Text segment ->
Neutral Citation: [2024] UKFTT 00273 (TC)

Case Number: TC09119

FIRST-TIER TRIBUNAL
TAX CHAMBER

By remote video hearing

Appeal reference: TC/2022/01442

Constructive trust

Heard on: 27 April 2023

Judgment date: 3 April 2024

Before

TRIBUNAL JUDGE ALLATT

SIMON BIRD

Between

RASIAH RAVEENDRAN

Appellant

and

THE COMMISSIONERS FOR HIS MAJESTY’S REVENUE AND CUSTOMS

Respondents

Representation:

For the Appellant: Mr T Puspandan

For the Respondents: Joshua Gyasi, litigator of HM Revenue and Customs’ Solicitor’s Office

DECISION

Introduction

1.

The format of the hearing was via video link, with an interpreter appearing by video to interpret the Appellant’s evidence.

2.

Prior notice of the hearing had been published on the gov.uk website, with information about how representatives of the media or members of the public could apply to join the hearing remotely in order to observe the proceedings. As such, the hearing was held in public.

3.

At the Tribunal’s request, further submissions were made on trust law on 25 May 2023 by HMRC.

Written request A ->
Repeat the stretch of the tribunal decision from "For the Appellant: Mr" through "the Appellant’s evidence.".
Written request B ->
Translate this sentence from the tribunal decision into Spanish: "As such, the hearing was held in public."
Written request C ->
According to the tribunal decision, on what date did HMRC make further submissions on trust law?
These entries come from a separate source.

Entries in a dataset:
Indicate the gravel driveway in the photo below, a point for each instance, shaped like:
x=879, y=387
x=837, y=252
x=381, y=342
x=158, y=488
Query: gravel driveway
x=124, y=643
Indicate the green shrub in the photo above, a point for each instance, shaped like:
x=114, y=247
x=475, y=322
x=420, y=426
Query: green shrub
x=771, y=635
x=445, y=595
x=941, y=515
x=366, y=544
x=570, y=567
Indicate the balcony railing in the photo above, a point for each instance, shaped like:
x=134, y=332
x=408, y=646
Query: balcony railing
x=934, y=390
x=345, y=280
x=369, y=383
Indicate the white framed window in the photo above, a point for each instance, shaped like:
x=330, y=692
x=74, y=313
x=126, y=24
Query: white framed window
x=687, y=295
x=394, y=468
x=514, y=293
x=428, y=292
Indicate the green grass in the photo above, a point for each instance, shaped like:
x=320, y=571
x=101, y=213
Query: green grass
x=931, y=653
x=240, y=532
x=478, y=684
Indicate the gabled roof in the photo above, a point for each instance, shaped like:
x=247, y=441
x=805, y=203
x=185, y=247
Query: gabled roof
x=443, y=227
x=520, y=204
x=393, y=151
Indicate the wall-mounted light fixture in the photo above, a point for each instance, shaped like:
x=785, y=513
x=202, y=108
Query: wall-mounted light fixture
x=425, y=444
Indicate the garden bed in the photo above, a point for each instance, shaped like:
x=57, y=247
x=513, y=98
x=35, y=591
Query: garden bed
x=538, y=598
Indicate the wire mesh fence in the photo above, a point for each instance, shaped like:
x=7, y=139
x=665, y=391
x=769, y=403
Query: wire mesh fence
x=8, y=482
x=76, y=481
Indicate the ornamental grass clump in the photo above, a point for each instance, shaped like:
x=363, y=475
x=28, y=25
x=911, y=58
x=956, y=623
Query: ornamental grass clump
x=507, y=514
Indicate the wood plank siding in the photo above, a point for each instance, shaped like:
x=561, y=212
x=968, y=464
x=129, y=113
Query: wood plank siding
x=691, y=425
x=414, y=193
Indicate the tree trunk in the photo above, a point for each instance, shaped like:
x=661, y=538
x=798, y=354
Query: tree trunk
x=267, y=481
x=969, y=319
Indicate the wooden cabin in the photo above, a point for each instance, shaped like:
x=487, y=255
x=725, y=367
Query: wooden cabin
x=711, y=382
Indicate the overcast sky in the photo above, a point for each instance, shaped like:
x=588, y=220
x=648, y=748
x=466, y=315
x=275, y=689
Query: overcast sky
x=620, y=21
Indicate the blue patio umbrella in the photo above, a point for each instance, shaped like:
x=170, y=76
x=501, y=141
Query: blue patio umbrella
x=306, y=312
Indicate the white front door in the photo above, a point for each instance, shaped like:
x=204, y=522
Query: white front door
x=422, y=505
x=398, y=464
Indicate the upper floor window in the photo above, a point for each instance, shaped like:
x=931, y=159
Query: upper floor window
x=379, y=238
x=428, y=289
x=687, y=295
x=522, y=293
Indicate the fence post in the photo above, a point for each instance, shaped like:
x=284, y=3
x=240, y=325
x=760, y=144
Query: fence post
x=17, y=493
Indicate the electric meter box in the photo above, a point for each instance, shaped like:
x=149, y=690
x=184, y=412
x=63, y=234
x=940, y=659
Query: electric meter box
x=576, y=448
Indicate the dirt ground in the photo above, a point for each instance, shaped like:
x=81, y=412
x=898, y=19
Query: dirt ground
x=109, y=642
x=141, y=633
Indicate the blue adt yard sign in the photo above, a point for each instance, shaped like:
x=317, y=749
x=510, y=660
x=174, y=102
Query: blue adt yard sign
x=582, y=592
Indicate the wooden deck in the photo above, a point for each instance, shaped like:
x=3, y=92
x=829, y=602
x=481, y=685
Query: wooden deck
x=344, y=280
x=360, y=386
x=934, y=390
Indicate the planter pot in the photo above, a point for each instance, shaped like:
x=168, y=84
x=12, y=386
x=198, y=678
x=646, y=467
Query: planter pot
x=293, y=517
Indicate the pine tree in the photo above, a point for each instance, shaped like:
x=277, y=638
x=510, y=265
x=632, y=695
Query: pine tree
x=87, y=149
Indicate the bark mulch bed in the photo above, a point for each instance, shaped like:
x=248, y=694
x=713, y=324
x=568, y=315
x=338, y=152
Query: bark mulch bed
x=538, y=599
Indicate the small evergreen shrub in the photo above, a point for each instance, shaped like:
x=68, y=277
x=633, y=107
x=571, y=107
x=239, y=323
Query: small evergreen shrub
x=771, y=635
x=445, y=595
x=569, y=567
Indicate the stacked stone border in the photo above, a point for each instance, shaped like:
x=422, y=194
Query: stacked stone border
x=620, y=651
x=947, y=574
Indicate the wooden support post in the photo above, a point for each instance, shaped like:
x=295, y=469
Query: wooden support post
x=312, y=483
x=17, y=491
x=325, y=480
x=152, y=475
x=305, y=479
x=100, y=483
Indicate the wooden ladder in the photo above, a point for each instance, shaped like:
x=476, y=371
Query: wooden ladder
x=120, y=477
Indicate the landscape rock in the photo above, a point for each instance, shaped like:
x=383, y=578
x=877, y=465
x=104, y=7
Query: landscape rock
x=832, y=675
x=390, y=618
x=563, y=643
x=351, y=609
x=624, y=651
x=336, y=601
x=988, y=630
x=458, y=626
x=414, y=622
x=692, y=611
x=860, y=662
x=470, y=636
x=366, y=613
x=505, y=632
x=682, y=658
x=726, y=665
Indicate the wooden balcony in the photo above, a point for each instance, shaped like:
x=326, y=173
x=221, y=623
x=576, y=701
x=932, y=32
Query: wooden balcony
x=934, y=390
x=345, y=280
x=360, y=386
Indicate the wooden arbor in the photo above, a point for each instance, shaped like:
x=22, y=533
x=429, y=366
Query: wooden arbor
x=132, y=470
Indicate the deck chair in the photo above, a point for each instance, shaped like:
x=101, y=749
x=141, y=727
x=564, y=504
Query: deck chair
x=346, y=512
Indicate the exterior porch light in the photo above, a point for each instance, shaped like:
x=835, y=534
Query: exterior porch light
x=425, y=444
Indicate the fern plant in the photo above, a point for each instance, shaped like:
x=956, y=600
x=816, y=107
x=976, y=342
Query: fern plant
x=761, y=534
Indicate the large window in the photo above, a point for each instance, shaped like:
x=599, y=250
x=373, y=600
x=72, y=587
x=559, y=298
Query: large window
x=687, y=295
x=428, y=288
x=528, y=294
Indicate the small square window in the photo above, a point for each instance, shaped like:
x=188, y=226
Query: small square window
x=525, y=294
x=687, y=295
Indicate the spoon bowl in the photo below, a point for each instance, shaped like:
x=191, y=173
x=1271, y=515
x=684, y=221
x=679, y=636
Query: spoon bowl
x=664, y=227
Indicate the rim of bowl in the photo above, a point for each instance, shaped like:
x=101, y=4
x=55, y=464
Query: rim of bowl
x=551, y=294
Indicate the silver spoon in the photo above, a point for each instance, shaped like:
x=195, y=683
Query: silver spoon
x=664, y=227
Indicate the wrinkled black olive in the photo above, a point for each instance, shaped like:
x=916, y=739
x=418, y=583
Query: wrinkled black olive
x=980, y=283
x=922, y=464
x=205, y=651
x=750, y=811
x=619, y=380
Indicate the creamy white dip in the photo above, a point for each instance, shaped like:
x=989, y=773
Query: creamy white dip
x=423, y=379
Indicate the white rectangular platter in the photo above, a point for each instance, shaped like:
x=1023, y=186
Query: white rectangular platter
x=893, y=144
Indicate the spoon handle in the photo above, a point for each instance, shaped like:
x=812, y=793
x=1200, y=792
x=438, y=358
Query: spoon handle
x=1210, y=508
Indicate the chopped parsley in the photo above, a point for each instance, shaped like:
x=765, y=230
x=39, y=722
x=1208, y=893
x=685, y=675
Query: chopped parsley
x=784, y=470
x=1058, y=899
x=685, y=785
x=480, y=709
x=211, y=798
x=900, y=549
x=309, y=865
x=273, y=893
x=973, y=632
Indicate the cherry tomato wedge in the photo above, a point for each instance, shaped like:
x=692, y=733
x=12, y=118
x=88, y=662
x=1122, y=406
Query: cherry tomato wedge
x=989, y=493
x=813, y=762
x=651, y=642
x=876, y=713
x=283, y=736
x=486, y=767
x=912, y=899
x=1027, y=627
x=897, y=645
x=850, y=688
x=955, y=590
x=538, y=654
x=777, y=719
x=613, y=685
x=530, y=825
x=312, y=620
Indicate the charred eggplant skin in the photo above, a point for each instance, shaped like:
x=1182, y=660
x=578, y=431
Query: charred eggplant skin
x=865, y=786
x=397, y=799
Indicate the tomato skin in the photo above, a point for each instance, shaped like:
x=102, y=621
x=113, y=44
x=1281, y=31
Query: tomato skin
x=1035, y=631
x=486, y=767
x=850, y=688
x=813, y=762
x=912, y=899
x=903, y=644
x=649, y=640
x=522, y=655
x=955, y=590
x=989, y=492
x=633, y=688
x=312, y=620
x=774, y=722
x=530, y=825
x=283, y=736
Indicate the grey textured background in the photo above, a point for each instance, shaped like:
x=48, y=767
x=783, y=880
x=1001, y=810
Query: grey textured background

Solution A ->
For the Appellant: Mr T Puspandan

For the Respondents: Joshua Gyasi, litigator of HM Revenue and Customs’ Solicitor’s Office

DECISION

Introduction

1.

The format of the hearing was via video link, with an interpreter appearing by video to interpret the Appellant’s evidence.

Solution B ->
Por lo tanto, la audiencia se celebró en público.

Solution C ->
25 May 2023